Work to be completed
Report only the number of lines in the data below that contain the string "target".

Entries shown
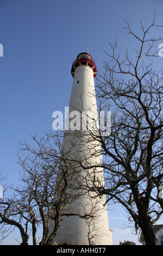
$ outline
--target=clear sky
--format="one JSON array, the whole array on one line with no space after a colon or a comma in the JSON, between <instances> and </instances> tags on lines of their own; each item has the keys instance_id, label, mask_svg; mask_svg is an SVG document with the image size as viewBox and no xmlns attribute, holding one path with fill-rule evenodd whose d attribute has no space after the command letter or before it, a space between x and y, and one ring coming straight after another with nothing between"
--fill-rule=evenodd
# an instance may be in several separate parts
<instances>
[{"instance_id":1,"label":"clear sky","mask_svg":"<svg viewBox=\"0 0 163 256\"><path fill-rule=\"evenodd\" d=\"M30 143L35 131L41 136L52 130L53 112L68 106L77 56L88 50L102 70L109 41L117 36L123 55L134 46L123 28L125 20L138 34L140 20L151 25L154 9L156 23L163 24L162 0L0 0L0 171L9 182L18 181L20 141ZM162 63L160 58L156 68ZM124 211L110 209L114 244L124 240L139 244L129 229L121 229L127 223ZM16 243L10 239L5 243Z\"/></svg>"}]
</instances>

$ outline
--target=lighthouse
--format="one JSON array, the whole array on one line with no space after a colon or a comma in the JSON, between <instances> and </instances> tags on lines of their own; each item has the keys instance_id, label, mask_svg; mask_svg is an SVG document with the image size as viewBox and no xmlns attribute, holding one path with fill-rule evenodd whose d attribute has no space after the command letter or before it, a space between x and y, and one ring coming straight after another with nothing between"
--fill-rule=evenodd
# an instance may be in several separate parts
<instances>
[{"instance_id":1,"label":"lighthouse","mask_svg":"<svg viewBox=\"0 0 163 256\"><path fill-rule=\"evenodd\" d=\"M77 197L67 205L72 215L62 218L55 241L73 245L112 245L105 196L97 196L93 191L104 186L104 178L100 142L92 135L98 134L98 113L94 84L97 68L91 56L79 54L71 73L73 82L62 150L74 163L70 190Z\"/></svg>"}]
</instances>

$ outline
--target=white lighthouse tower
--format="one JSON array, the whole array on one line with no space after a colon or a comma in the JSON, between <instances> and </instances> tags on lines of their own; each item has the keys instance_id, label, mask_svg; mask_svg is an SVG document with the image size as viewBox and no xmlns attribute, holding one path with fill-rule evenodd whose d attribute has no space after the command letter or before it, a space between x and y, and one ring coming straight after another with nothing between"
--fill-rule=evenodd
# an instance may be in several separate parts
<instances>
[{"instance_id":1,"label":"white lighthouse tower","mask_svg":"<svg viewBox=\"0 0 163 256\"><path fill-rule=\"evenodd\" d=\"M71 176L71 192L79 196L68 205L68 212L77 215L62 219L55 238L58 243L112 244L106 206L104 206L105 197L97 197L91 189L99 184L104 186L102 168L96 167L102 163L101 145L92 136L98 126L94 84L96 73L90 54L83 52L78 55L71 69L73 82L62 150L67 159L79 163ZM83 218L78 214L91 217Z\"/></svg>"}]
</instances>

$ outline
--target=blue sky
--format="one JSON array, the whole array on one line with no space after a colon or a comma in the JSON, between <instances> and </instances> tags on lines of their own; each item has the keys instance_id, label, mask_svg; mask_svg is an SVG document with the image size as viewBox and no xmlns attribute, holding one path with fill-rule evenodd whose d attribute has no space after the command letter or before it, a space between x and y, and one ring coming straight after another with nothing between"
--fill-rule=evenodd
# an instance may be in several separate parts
--
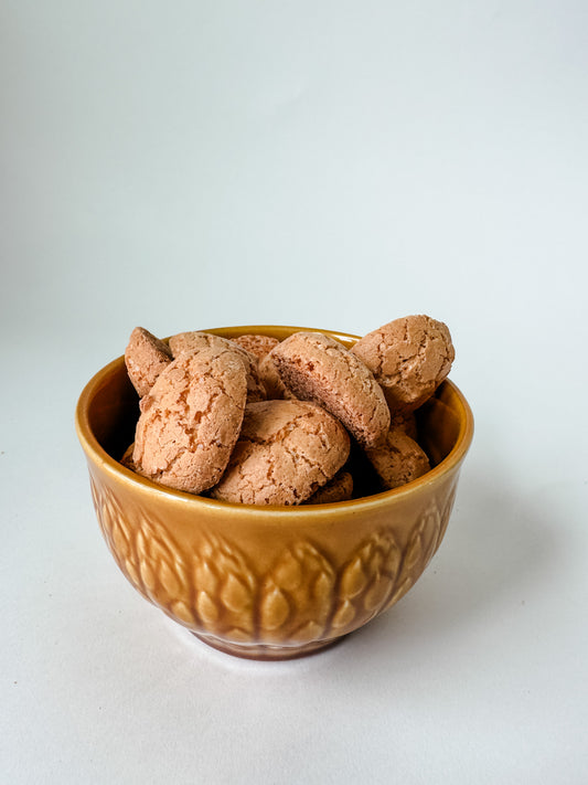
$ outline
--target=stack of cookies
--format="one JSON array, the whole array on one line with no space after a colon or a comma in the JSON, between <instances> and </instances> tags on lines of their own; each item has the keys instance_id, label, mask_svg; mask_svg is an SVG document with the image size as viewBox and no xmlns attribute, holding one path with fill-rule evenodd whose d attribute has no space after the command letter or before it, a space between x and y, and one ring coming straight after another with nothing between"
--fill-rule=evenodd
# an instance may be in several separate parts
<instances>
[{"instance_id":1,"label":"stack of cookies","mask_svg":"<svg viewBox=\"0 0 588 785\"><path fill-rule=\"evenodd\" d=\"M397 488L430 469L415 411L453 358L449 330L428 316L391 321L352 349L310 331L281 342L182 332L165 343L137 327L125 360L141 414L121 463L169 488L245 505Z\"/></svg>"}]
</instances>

Result for this task
5